MATERIAL SHOWN –
------------
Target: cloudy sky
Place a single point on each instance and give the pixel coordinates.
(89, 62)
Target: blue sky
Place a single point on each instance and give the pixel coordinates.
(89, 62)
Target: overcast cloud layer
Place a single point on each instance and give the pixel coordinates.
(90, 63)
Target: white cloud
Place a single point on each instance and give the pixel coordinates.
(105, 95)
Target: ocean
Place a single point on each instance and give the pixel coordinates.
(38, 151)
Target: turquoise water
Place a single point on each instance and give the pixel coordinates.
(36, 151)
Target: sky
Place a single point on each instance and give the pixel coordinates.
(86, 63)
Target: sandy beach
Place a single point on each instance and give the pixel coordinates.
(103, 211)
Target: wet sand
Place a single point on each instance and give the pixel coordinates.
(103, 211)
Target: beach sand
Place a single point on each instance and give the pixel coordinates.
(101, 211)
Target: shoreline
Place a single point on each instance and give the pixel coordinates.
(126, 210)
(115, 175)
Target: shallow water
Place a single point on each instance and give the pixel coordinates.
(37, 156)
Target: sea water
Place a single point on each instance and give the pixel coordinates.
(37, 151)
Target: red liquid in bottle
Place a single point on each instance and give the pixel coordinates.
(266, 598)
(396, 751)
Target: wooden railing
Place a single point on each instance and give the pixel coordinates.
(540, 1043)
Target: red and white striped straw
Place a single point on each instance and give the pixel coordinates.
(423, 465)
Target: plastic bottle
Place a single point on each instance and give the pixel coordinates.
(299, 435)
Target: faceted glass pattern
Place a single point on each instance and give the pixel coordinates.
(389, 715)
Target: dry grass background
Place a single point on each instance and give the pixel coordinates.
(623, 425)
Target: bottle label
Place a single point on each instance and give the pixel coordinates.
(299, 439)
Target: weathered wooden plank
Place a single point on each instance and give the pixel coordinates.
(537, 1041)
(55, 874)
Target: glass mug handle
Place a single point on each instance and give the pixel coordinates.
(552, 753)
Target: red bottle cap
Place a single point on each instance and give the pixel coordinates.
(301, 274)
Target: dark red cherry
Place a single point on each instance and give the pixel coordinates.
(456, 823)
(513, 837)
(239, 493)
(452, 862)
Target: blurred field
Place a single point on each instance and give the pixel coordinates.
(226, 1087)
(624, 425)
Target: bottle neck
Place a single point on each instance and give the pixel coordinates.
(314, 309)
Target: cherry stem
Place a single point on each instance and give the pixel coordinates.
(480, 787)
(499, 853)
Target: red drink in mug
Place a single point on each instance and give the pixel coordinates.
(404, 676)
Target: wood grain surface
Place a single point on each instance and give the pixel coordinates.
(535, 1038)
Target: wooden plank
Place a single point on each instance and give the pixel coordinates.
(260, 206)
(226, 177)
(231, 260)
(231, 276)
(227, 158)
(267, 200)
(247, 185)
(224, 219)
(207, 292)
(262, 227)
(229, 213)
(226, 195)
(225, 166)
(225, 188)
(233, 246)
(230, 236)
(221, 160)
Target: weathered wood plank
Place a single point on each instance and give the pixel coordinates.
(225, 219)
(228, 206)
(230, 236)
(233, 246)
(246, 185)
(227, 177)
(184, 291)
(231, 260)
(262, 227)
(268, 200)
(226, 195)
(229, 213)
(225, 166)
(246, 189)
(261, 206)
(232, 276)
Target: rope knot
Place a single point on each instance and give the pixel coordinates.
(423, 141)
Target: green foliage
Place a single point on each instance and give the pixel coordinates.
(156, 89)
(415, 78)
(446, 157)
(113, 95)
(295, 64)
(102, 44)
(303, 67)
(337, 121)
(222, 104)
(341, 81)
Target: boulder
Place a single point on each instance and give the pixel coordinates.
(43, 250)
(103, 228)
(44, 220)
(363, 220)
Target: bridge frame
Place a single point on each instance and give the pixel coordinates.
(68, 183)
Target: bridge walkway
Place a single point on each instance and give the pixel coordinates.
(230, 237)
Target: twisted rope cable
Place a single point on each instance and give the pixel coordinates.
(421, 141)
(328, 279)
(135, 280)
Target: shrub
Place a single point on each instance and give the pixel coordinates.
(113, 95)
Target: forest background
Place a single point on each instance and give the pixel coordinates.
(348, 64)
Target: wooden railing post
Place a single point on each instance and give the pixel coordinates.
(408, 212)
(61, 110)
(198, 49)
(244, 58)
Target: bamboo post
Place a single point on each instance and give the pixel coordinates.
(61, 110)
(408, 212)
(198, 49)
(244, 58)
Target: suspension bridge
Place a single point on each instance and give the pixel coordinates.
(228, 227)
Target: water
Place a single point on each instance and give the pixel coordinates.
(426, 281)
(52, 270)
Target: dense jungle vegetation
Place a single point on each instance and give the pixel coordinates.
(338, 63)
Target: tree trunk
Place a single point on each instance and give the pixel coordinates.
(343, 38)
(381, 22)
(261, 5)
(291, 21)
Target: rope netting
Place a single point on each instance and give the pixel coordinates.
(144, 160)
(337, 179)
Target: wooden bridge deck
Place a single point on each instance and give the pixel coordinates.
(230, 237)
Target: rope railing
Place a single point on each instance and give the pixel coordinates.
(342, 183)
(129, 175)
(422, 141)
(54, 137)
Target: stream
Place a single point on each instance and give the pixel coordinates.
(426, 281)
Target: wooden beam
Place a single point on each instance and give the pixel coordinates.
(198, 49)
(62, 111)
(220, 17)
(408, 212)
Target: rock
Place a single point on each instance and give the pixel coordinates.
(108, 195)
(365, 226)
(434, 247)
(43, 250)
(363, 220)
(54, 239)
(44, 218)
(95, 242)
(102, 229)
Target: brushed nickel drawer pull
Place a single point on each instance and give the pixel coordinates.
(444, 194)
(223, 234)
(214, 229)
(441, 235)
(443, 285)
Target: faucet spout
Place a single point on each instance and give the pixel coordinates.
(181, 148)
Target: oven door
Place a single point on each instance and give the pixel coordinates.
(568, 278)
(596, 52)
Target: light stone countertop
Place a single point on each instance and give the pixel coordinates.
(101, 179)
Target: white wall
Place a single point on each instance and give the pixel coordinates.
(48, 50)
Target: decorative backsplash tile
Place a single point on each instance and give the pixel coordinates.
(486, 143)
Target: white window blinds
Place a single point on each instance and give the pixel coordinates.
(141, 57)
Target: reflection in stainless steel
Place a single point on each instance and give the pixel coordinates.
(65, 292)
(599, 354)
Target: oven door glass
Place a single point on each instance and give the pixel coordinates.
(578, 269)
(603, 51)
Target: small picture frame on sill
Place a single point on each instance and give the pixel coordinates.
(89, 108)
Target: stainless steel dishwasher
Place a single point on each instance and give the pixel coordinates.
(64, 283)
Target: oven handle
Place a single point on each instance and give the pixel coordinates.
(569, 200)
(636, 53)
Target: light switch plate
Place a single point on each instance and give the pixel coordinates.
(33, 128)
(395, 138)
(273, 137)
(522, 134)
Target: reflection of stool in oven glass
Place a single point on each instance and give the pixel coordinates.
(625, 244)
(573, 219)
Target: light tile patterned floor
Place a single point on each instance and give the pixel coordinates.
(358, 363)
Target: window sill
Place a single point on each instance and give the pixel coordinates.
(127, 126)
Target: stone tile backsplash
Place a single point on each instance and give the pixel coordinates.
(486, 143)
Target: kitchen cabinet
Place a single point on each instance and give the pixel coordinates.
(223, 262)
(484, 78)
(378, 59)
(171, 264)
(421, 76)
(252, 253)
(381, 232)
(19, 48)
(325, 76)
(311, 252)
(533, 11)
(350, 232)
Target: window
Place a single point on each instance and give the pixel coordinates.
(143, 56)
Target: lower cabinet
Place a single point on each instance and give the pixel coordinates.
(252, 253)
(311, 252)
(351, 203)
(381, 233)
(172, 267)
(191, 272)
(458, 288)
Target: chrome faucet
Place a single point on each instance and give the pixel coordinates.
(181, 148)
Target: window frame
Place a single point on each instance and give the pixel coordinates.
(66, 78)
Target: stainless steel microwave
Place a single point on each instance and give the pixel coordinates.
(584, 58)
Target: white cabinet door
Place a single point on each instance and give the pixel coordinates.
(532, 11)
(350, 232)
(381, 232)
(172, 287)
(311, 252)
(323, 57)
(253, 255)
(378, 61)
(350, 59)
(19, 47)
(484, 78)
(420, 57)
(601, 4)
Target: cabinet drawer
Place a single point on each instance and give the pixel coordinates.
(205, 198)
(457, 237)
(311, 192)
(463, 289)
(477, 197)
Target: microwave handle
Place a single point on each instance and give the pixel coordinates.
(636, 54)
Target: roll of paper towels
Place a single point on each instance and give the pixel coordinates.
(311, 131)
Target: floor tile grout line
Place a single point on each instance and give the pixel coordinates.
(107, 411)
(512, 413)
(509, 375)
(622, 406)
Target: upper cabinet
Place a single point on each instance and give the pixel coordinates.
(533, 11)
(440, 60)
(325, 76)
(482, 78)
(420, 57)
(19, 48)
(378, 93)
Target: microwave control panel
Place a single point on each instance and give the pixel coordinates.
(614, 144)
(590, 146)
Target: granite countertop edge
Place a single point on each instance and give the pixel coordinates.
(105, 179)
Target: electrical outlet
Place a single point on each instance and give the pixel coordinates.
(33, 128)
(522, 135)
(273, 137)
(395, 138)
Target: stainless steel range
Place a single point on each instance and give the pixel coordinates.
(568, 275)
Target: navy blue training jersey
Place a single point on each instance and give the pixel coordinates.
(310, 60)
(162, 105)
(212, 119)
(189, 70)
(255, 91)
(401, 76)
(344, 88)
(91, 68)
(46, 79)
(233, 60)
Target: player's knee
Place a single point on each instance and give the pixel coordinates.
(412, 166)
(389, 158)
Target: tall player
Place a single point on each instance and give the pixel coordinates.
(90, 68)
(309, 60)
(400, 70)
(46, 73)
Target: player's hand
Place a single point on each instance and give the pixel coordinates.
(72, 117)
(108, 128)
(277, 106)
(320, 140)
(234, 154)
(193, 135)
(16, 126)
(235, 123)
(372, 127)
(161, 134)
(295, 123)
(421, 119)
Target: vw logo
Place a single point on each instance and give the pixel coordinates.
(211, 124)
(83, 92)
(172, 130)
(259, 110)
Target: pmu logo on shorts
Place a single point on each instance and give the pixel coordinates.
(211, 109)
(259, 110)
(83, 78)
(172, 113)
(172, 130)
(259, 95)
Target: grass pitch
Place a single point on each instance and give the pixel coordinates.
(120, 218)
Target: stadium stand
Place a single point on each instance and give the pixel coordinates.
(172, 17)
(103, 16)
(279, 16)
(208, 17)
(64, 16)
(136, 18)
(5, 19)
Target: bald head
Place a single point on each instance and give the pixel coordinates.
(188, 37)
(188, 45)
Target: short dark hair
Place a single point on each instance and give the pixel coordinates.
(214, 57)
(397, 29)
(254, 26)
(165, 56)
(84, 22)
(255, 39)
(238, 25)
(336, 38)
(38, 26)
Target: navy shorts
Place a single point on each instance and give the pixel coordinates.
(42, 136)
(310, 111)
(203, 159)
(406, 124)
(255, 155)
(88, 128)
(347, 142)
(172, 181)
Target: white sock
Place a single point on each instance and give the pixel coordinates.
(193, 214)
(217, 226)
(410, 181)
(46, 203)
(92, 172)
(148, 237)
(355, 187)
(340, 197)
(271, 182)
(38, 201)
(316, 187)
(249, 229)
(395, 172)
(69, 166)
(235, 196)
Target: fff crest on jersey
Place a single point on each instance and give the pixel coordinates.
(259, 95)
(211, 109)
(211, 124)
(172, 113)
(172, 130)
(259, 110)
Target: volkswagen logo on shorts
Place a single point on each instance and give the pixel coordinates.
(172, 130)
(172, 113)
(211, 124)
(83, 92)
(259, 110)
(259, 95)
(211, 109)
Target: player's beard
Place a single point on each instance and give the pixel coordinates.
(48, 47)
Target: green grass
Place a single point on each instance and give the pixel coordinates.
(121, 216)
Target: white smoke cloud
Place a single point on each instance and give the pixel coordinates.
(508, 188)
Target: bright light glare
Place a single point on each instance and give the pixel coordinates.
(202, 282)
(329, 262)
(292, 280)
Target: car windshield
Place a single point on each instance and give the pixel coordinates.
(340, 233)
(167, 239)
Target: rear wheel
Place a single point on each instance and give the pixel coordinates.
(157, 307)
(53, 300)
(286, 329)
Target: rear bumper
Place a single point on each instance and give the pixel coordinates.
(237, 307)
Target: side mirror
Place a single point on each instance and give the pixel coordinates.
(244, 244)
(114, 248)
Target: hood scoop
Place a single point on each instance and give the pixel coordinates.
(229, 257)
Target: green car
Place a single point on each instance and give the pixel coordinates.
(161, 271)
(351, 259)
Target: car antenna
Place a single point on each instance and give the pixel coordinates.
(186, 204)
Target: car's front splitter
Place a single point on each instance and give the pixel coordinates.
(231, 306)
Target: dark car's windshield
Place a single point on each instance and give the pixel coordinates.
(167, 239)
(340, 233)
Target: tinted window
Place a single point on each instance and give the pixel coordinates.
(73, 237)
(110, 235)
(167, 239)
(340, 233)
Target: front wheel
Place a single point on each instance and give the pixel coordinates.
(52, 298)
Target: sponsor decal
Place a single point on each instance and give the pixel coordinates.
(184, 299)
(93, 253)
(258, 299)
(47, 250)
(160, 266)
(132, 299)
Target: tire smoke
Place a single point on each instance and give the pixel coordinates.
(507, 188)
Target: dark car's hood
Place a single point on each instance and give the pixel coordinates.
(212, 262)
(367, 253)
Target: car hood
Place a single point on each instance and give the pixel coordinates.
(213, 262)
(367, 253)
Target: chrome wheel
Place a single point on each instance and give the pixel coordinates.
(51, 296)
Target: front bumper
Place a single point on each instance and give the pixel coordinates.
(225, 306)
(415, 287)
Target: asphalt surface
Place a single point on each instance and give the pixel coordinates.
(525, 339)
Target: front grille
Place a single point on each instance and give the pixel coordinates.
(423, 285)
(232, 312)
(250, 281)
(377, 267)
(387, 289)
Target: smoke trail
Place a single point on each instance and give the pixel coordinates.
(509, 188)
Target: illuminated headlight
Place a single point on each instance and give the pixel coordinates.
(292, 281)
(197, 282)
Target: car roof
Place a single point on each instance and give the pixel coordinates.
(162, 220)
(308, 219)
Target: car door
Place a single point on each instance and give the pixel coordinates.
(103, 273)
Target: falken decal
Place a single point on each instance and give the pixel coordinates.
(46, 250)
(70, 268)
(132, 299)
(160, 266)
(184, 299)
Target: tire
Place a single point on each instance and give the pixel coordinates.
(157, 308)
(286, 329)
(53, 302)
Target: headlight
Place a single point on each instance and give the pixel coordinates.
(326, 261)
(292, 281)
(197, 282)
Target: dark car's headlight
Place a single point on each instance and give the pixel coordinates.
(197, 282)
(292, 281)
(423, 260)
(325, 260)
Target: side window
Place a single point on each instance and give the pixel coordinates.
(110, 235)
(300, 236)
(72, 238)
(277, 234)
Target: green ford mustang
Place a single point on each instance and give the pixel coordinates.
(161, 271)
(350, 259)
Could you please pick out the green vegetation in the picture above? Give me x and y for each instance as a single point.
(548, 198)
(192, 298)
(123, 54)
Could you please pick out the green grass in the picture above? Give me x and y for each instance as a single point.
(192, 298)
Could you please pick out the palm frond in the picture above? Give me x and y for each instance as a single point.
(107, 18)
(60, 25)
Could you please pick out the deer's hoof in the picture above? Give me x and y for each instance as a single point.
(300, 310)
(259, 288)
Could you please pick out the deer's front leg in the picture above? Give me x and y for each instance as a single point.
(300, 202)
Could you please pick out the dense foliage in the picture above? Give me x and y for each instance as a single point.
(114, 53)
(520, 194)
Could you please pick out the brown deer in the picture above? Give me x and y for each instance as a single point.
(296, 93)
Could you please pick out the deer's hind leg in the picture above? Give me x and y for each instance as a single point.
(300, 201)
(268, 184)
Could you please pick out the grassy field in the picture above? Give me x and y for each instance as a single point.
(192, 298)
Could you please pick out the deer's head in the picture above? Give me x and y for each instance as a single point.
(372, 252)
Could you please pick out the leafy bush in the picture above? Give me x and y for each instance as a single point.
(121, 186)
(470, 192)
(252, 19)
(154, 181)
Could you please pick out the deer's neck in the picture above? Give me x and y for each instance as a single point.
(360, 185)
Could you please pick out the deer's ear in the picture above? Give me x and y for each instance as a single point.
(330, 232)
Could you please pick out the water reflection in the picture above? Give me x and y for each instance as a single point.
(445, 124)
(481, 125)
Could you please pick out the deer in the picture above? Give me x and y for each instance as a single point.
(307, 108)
------------
WORK TO DO –
Take the line that contains "Could you please pick out the grassy" and each line after it down to the last of the records, and retype them exactly; add nothing else.

SOLUTION FOR THIS TASK –
Could you please pick out the grassy field in the picture above? Give me x and y for each instance as a single point.
(192, 298)
Could you please pick out the deer's head in the picture above? Give me x and y for each instance as a single point.
(372, 252)
Could you please pick out the leafy bush in the picture above? Give me x and y for each instance as a single point.
(121, 186)
(470, 192)
(252, 19)
(154, 181)
Could you please pick out the deer's neck in the picture above? Give me x and y for each instance as a single point.
(360, 185)
Could you please pick out the deer's ear in the picture above? Give me x and y for each instance as a single point.
(330, 232)
Could you please pick out the water reflection in the picture above? Give me x and y for each instance as a single point.
(445, 124)
(481, 125)
Could you please pick out the deer in the picture above? Give me x and y for each instance as a single point.
(307, 108)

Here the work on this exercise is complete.